- _The task_
Retype, character for character, the line containing "Can you find the ice" along with each line after it through the end of the data, and only those.

- _Records provided_
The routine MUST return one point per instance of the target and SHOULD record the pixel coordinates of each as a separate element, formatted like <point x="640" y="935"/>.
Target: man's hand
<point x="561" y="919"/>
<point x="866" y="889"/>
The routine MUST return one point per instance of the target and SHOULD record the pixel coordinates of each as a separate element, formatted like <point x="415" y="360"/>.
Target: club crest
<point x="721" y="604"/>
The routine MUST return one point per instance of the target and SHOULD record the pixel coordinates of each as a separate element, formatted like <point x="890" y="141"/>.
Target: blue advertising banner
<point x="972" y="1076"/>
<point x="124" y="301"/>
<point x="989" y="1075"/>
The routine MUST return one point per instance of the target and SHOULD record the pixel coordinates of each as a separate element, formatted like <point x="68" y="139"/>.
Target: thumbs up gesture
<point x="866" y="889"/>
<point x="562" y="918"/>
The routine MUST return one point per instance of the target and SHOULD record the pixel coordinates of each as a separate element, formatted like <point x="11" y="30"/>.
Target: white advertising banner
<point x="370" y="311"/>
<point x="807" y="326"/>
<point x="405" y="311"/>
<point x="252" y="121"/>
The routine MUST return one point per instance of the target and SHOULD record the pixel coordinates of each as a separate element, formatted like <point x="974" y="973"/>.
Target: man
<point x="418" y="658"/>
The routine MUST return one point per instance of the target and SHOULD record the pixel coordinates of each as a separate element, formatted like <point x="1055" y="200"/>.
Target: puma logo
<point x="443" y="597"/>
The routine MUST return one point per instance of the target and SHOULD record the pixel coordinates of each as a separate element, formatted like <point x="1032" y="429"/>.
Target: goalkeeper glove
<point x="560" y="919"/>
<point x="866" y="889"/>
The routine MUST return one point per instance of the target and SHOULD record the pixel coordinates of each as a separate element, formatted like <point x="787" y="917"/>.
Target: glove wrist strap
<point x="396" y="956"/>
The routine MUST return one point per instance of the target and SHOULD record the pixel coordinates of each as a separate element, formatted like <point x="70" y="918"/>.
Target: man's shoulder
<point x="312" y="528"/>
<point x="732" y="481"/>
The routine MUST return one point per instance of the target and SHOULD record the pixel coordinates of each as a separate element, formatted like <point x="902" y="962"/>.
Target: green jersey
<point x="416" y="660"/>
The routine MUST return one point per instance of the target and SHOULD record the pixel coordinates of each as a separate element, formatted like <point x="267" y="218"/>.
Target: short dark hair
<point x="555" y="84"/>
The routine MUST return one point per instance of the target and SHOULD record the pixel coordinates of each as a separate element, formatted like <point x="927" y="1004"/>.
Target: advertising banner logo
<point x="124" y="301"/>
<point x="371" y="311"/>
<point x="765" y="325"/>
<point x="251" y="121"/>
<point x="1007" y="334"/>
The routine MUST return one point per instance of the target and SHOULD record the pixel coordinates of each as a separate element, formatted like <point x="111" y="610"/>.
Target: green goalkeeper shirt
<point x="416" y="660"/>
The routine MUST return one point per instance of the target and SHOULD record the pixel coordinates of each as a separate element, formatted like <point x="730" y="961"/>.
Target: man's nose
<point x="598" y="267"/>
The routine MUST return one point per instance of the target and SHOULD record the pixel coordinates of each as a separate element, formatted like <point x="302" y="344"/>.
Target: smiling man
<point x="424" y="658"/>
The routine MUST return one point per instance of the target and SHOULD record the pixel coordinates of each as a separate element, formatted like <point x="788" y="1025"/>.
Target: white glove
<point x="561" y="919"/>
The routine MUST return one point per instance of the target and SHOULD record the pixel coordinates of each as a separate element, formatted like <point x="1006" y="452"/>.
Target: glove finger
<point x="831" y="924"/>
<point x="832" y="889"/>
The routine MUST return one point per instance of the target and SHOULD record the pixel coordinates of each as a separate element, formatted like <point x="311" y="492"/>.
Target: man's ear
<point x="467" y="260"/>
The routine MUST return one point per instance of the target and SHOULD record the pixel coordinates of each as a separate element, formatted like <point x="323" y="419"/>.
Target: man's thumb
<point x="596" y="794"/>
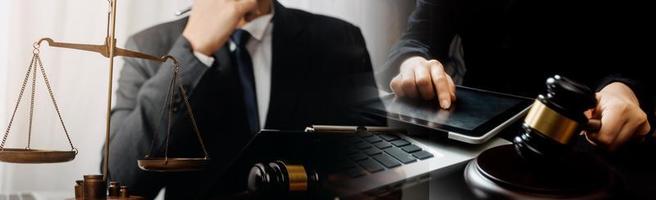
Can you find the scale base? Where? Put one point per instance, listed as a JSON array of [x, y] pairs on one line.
[[14, 155], [500, 173]]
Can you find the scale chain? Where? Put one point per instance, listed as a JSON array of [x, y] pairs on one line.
[[54, 102], [20, 96]]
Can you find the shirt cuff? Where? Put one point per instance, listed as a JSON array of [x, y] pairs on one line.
[[206, 60]]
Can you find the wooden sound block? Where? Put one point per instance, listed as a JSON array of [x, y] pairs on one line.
[[13, 155], [500, 172]]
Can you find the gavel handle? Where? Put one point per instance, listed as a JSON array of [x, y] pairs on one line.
[[593, 125]]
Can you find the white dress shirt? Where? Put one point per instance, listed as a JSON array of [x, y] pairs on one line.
[[259, 48]]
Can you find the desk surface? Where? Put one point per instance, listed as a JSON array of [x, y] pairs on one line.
[[635, 166]]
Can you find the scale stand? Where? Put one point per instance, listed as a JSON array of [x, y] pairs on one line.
[[108, 50]]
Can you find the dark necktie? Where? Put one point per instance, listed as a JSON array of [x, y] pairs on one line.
[[243, 62]]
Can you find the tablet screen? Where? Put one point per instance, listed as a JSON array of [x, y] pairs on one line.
[[473, 112]]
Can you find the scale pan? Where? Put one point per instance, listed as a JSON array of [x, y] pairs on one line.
[[160, 164], [13, 155]]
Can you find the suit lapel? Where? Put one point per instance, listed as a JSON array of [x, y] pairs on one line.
[[289, 69]]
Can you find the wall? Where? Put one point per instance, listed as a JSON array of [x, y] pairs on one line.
[[79, 79]]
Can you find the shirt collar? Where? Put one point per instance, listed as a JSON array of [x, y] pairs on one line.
[[257, 28]]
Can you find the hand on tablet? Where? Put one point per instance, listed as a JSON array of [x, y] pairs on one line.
[[620, 114], [426, 79]]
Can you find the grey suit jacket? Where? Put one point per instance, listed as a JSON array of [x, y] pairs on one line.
[[319, 65]]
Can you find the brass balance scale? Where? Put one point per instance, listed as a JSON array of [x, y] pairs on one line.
[[108, 50]]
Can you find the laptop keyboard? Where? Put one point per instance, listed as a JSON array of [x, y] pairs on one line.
[[368, 153]]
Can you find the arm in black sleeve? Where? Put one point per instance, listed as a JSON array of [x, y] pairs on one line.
[[137, 115], [430, 31]]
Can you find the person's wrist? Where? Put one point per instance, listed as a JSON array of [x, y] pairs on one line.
[[411, 61], [198, 44]]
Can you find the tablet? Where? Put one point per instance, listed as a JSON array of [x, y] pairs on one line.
[[474, 117]]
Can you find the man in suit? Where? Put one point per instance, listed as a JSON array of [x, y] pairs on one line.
[[247, 65], [513, 46]]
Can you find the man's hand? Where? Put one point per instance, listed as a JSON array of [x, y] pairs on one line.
[[425, 78], [212, 21], [620, 114]]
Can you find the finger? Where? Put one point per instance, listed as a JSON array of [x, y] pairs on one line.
[[612, 122], [244, 6], [424, 82], [452, 87], [395, 85], [624, 134], [408, 83], [441, 84], [588, 113]]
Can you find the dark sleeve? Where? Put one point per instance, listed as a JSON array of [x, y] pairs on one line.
[[138, 112], [430, 31], [364, 84]]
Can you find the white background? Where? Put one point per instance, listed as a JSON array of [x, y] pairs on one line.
[[79, 79]]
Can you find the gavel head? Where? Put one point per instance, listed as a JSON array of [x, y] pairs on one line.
[[554, 119], [280, 180]]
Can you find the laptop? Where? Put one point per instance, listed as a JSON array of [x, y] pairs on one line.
[[372, 160]]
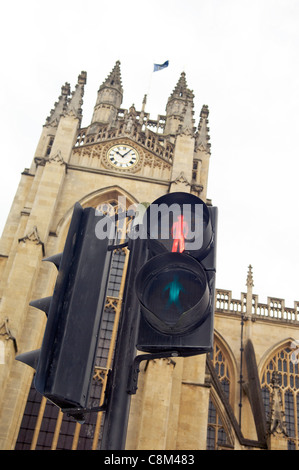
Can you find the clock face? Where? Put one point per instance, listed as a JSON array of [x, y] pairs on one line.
[[123, 156]]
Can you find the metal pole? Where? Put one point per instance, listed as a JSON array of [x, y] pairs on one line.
[[119, 400]]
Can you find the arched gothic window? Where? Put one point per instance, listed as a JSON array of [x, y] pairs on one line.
[[217, 435], [283, 367]]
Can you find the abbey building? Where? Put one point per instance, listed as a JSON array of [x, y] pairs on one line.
[[242, 396]]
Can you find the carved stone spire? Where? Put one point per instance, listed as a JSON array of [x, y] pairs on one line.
[[75, 103], [202, 136], [109, 98], [179, 108], [59, 107], [249, 281]]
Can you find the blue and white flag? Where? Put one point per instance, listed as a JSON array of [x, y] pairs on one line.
[[158, 67]]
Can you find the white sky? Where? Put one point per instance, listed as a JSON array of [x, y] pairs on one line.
[[240, 58]]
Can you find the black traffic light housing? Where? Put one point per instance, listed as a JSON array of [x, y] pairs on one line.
[[176, 285], [65, 363]]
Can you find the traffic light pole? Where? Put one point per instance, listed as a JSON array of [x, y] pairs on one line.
[[119, 399]]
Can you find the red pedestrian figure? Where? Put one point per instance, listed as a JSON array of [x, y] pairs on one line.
[[179, 232]]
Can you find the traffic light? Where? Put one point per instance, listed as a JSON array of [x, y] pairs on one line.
[[176, 285], [64, 364]]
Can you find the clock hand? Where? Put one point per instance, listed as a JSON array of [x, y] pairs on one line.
[[116, 151]]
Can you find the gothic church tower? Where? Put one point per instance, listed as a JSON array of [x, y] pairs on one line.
[[79, 164], [243, 396]]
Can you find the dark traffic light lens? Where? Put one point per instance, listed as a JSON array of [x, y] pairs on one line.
[[173, 292]]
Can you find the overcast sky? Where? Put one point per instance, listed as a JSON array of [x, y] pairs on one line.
[[240, 58]]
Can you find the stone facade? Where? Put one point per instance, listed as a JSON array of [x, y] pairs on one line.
[[243, 396]]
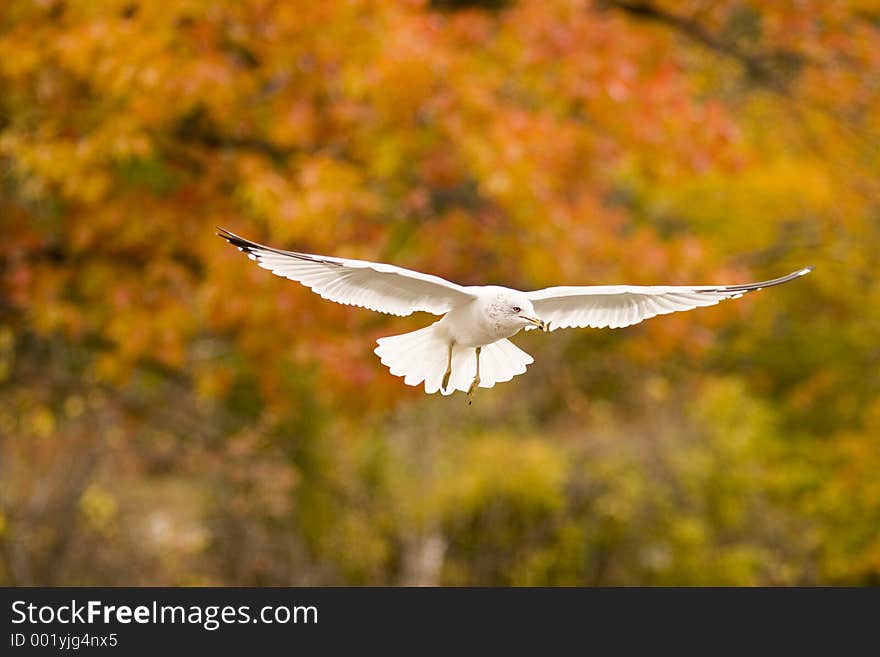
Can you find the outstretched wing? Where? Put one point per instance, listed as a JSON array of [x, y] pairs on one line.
[[372, 285], [616, 306]]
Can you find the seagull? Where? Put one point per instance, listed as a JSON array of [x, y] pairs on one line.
[[468, 347]]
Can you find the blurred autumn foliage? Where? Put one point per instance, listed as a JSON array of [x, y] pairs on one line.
[[171, 414]]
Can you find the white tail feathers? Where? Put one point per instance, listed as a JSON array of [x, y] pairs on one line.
[[421, 356]]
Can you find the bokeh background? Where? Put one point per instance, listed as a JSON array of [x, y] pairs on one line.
[[172, 414]]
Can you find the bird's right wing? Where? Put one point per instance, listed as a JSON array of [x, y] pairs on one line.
[[373, 285], [616, 306]]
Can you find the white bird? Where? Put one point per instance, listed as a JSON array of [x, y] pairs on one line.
[[468, 346]]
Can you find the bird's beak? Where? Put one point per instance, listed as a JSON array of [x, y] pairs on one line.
[[537, 322]]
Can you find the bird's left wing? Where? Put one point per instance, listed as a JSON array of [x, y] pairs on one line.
[[616, 306], [373, 285]]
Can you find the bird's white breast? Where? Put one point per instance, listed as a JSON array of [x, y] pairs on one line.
[[473, 324]]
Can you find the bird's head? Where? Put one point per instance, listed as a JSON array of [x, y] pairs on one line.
[[514, 310]]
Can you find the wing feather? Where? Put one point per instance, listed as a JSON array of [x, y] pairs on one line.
[[616, 306], [373, 285]]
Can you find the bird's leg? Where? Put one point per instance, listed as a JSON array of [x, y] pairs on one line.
[[476, 381], [448, 373]]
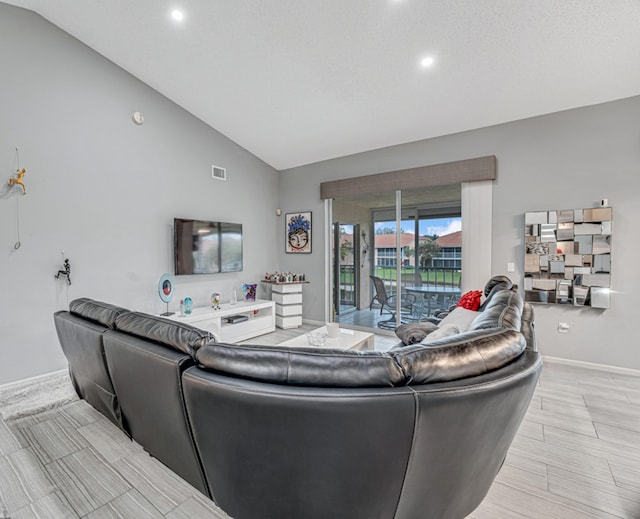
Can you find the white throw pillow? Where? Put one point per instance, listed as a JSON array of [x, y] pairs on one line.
[[457, 321]]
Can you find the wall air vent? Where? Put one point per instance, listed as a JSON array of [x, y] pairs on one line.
[[219, 173]]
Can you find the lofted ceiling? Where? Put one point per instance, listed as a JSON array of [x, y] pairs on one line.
[[300, 81]]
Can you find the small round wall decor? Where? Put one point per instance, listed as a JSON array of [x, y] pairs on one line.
[[165, 288]]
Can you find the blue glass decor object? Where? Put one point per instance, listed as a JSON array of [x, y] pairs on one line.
[[249, 291]]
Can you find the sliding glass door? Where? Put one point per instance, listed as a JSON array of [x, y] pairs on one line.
[[407, 256]]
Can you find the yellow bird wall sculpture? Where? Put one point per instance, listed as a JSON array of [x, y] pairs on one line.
[[18, 180]]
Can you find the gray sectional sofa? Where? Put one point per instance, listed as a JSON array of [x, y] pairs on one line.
[[277, 432]]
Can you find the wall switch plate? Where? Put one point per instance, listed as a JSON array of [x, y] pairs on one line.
[[563, 327]]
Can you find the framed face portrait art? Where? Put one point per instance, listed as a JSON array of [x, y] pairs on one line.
[[298, 239]]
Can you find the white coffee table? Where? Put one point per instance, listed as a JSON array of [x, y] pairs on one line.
[[347, 340]]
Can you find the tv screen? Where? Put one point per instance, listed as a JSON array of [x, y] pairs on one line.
[[203, 247]]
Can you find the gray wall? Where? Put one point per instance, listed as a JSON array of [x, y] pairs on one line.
[[105, 190], [564, 160]]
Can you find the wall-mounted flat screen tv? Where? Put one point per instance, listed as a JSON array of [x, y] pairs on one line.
[[203, 247]]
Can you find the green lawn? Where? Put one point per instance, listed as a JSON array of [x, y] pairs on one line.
[[448, 277]]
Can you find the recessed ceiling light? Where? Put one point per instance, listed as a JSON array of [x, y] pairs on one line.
[[427, 61]]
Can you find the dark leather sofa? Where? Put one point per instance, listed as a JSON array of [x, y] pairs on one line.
[[275, 432]]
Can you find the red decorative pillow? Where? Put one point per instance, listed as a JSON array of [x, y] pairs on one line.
[[471, 300]]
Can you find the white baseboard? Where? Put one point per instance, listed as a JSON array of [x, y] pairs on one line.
[[593, 365], [311, 321], [31, 379]]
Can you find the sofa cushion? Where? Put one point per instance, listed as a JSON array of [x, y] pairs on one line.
[[179, 336], [302, 366], [413, 333], [493, 286], [468, 354], [97, 311], [503, 311]]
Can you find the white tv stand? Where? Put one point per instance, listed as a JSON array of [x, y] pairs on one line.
[[260, 314]]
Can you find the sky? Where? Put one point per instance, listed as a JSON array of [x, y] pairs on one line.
[[438, 226]]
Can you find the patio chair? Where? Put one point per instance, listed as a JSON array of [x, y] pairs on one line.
[[387, 302]]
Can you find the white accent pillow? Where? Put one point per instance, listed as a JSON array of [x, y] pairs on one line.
[[456, 322]]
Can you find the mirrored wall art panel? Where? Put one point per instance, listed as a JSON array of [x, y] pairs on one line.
[[567, 256]]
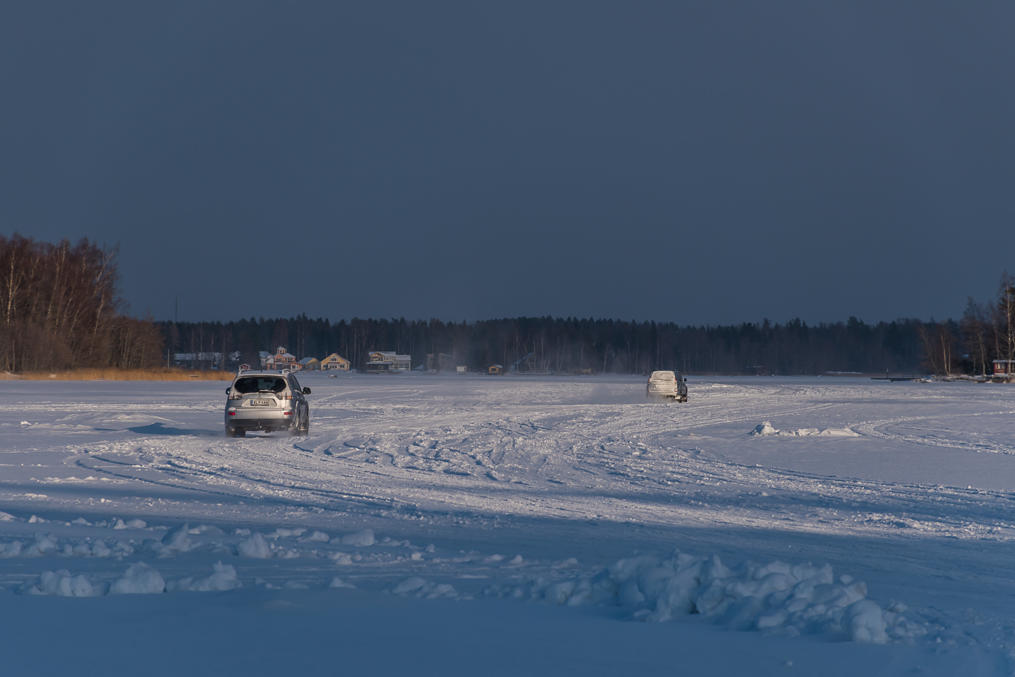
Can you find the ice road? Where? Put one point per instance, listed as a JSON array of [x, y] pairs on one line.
[[510, 526]]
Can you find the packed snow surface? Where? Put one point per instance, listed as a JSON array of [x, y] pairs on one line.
[[824, 526]]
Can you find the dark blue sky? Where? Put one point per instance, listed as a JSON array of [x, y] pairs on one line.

- _Reply to the exercise_
Can you find the ice road? Where? Put one point per instance, listed as a JSON array of [x, y] pairs on one line.
[[510, 526]]
Can you find the packed snow surface? Where? Put one point per instance, listed as a JSON array of [x, y] pairs on one line.
[[824, 526]]
Can you find the dark blue sky? Where? Put one point per instance, listed as a JSON array of [x, y] pairs on one line.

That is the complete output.